### GIVEN INSTRUCTION
Begin at the line below that contains "The component shall indicate each instance of the paint". Repeat it and all remaining lines of the records exactly.

### ENTRIES
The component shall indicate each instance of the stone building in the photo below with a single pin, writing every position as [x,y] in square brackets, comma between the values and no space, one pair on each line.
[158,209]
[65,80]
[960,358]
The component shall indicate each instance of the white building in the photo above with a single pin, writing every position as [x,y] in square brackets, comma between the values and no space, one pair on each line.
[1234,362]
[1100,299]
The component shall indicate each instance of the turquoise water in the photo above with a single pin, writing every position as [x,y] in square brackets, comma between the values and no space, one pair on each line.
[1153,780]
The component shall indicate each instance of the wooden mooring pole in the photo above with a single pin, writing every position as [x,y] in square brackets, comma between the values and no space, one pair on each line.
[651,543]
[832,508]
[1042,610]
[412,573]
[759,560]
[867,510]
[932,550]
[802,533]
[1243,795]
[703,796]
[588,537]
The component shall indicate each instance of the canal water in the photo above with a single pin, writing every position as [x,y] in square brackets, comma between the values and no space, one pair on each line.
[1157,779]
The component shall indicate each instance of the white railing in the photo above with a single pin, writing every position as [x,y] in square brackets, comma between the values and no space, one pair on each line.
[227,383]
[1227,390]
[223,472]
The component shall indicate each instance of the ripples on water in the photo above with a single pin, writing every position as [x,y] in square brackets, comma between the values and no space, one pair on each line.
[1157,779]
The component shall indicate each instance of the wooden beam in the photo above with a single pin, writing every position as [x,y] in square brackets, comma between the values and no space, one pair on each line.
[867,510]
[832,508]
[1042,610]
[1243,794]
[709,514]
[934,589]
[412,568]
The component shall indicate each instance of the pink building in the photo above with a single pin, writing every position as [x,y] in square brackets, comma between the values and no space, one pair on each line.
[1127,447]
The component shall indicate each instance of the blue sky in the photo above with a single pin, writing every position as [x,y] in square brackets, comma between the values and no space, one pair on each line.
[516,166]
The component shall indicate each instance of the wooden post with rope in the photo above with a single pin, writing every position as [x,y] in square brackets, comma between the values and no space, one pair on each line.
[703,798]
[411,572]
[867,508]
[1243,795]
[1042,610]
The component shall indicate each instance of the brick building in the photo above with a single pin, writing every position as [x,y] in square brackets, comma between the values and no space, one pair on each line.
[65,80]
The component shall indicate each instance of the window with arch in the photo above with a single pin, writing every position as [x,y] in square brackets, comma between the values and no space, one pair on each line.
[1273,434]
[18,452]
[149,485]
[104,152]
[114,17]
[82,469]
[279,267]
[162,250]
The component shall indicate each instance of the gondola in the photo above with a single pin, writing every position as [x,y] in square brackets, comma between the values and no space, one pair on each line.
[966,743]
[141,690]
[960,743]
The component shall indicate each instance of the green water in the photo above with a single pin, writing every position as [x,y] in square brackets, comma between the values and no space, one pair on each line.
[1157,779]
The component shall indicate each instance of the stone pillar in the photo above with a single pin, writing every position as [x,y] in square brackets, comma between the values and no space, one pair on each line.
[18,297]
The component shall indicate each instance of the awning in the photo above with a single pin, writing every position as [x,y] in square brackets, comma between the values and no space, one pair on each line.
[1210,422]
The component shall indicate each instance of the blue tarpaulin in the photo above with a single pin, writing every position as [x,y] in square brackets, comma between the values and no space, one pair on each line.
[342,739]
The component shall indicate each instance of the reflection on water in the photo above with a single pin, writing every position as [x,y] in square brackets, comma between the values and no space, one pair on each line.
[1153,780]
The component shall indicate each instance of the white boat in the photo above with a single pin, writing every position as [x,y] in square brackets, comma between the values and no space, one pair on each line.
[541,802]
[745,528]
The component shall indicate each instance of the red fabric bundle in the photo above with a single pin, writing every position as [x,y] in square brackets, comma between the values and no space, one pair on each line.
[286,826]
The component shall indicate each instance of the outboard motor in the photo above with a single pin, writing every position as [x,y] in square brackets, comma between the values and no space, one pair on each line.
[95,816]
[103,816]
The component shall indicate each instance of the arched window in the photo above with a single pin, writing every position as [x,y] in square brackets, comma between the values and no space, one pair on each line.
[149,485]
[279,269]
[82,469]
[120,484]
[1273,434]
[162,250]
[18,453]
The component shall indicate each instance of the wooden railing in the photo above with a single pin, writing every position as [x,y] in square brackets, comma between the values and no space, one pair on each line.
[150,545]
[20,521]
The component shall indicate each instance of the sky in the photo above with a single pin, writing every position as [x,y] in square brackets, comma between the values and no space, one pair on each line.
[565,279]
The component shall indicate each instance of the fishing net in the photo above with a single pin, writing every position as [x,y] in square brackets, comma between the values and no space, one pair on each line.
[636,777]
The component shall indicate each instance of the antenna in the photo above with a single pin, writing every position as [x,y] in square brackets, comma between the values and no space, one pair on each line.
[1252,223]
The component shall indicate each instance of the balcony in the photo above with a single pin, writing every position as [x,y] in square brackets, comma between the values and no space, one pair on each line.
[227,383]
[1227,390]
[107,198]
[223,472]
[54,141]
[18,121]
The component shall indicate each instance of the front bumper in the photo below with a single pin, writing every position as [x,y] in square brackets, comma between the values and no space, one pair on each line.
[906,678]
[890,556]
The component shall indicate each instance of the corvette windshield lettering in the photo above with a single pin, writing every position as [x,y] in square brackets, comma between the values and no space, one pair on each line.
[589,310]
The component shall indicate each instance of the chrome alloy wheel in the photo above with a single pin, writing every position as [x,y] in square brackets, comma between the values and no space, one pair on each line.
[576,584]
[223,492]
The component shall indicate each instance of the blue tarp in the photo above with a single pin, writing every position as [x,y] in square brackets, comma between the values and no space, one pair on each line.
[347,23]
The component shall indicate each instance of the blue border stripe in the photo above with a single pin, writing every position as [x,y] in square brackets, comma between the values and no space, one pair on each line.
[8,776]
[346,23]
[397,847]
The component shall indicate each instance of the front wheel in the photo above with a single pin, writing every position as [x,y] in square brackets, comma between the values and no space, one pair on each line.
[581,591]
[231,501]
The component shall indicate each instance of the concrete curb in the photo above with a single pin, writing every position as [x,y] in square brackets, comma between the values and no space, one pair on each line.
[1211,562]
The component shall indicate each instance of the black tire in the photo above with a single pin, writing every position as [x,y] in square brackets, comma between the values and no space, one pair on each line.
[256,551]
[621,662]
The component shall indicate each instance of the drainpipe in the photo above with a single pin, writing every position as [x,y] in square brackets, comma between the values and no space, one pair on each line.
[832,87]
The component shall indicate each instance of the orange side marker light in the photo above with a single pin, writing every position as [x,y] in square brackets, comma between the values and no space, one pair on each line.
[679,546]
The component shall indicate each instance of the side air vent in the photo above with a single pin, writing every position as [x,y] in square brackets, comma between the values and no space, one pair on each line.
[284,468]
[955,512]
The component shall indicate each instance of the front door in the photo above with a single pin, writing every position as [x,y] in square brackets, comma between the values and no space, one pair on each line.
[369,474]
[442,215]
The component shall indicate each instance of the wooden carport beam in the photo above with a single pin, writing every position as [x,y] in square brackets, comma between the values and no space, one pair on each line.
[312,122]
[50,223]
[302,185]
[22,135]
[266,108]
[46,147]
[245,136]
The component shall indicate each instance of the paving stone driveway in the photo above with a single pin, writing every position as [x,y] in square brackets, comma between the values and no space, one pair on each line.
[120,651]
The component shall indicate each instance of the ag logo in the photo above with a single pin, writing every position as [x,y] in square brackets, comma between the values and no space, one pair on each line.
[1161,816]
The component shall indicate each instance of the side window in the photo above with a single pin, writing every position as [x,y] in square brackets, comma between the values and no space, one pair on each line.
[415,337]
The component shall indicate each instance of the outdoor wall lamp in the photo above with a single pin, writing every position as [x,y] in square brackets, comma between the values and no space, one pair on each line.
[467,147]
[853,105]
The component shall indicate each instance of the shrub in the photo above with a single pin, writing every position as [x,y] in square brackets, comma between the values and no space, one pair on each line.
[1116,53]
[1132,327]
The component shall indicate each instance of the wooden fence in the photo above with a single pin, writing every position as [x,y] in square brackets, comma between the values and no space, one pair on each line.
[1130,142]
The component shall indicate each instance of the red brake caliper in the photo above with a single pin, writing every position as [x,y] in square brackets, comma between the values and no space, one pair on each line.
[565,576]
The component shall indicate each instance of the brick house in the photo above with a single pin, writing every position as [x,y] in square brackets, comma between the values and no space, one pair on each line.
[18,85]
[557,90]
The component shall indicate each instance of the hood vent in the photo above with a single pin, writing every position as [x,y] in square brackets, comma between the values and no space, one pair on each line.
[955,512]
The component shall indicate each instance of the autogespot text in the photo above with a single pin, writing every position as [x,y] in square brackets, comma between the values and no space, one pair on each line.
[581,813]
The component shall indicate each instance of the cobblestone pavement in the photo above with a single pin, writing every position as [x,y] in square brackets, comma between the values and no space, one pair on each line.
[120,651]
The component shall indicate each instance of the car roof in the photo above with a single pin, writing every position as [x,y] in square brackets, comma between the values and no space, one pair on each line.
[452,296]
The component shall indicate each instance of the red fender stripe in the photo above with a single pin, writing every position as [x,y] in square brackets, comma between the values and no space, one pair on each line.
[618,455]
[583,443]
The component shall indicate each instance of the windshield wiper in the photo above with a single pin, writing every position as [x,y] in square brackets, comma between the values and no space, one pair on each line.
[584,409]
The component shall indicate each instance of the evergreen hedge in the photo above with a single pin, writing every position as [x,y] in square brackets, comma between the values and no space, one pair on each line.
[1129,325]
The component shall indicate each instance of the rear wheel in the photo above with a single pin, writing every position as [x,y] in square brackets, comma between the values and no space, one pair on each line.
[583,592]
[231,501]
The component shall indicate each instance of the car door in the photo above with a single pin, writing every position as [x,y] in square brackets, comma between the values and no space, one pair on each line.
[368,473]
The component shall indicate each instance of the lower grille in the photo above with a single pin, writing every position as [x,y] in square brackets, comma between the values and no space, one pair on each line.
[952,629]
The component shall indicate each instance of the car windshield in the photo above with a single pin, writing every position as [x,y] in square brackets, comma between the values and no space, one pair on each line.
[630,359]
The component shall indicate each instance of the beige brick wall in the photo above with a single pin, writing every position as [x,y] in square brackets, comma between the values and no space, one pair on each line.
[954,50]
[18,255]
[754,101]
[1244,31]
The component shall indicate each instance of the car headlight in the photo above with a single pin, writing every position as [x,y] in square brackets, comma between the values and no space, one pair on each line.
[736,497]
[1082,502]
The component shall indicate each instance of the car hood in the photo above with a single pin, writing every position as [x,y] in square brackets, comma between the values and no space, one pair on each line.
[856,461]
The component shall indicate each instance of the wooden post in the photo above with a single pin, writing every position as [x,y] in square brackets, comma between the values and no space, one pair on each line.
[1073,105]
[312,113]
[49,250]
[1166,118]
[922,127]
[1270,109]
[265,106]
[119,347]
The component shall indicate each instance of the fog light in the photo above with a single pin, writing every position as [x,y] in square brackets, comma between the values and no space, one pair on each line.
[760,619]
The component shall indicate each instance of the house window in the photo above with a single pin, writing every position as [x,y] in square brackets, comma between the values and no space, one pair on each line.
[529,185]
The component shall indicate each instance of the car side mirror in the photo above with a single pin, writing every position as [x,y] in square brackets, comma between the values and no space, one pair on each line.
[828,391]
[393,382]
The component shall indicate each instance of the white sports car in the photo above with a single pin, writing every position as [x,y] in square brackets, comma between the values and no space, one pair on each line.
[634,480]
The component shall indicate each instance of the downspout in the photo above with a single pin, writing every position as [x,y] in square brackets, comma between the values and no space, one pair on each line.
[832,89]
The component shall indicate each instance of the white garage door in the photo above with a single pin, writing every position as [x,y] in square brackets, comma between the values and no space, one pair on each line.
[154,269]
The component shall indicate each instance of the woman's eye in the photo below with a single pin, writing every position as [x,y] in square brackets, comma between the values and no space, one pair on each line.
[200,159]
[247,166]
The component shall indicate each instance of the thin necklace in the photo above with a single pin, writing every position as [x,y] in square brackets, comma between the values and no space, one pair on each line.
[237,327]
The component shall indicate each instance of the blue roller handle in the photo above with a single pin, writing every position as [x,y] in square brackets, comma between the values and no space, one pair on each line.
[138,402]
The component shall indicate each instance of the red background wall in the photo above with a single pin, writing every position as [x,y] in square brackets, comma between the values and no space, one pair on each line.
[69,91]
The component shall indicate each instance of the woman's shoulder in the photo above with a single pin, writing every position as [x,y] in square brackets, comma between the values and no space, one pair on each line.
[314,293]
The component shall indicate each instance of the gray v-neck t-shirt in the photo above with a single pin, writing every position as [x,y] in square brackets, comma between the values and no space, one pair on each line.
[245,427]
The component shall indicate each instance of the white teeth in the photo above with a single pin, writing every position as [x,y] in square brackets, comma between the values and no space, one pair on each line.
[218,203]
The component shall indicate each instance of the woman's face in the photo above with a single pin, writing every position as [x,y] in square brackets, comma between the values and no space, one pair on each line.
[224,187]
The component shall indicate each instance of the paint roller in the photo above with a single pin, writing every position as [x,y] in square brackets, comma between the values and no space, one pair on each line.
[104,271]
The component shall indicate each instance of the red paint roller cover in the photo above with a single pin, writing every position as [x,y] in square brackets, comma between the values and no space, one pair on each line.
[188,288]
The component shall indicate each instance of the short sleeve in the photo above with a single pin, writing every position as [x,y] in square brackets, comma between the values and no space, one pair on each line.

### SOLUTION FOR THIS EXERCISE
The component shall indicate each instance of the paint roller in the photo above with a single pin, writing every position as [x,y] in square brackets, comma between the values and no space, one pair on each line.
[104,271]
The component shall indicate each instance of the red paint roller cover in the photo above with a single pin, writing every position as [x,y] in square brackets, comma between the values and no space, one pair on each line.
[188,288]
The component shall indicate each instance of the short sleeve in the photo above with a single pin, writing every position as [x,y] in square brackets, comma between the values and no space, one pair on each line.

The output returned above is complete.